- CONSIGNE DONNÉE -
Reprenez la présentation du projet de thèse sur les mots genrés du droit et poursuivez-la à partir de sa dernière phrase.

- EXTRAIT FOURNI -

Le pouvoir des mots genrés du droit (projet de Thèse)

[Extraits de la première version du projet de thèse d’Elena Mascarenhas]

Présentation

     Le constat suivant lequel les mots du droit de la filiation « père » et « mère » sont systématiquement brandis pour faire obstacle à l’évolution de la binarité sexuée et genrée (Catto et Mazaleigue-Labaste 2021: 19, Mesnil 2021: 204) fait apparaître leur capacité non pas seulement à énoncer la règle de droit, mais à faire droit en faveur d’un ordre social (Mascarenhas 2021). Dépassant l’idée que la langue juridique éclairerait simplement l’état des relations de genre dans un effet de miroir, et examinant les liens entre les mots genrés et un droit genré (Hennette-Vauchez, Stéphanie, Marc Pichard, et Diane Roman 2014), ce projet de thèse interroge le pouvoir des mots genrés du droit français : les effets juridiques et extrajuridiques de ces mots sur les sujets de droit, les mécanismes par lesquels ils déterminent le droit malgré les juristes et les sujets de droit, mais également la mesure dans laquelle ils participent de l’évolution juridique et sociale en matière de genre.

- ENTRÉES FOURNIES -
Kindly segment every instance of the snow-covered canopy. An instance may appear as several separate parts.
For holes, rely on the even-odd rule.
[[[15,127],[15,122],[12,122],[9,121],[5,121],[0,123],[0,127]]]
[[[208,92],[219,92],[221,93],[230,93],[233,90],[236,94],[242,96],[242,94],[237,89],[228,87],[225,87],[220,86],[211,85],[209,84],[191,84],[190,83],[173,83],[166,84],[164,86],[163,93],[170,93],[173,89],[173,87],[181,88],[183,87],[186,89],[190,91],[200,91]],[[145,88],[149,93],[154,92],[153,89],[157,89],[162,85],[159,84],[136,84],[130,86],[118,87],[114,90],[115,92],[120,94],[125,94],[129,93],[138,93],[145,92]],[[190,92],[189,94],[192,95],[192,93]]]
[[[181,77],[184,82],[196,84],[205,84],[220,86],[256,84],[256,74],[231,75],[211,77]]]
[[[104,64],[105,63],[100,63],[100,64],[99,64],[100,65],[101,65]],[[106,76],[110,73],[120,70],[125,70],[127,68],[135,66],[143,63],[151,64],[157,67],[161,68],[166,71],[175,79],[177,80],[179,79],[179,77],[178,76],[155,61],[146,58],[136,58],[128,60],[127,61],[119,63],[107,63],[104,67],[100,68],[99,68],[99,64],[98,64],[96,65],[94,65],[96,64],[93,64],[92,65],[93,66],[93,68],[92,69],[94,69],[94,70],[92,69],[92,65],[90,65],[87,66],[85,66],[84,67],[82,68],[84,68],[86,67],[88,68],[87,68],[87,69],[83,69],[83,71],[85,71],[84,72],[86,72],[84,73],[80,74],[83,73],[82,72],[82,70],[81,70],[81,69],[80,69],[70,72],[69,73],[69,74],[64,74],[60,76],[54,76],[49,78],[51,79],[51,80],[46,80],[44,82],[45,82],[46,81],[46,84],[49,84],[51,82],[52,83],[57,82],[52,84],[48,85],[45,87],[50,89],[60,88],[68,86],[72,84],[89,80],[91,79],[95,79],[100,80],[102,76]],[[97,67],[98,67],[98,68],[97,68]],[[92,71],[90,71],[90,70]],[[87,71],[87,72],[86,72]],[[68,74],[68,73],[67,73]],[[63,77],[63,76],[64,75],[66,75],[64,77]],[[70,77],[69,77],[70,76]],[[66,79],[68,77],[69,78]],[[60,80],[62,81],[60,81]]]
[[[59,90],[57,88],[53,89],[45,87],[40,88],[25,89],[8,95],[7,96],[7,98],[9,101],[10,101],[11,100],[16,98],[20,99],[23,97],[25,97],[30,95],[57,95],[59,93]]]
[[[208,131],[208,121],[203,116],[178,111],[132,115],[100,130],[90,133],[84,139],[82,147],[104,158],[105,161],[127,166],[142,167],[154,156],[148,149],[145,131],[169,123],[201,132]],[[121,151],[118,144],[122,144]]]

- RÉPONSE -
Problématique

Emergence du projet : un contexte ambivalent à l’égard du rôle des mots genrés

     Juristes comme philosophes reconnaissent la nécessité de l’analyse du droit au prisme du concept de genre en vue de penser les mécanismes de pouvoir et de domination du genre « entérinés ou, au contraire, déjoués et corrigés, par la norme de droit. » (Hennette-Vauchez, Pichard et Roman 2014: 13). Or, si la langue juridique française ainsi que les énoncés érigés à partir d’elle sont le prisme principal par lequel le droit est produit (Amselek 2012), comment ne pas envisager une certaine prégnance de la langue juridique dans la détermination d’un droit genré ? Il s’agit d’appréhender le rôle des mots dans une application du droit qui serait binaire, différenciée et hiérarchisée entre femmes et hommes, sans égard pour des identités alternatives (non-binaires), mais également leur rôle dans l’évolution des normes juridiques genrées.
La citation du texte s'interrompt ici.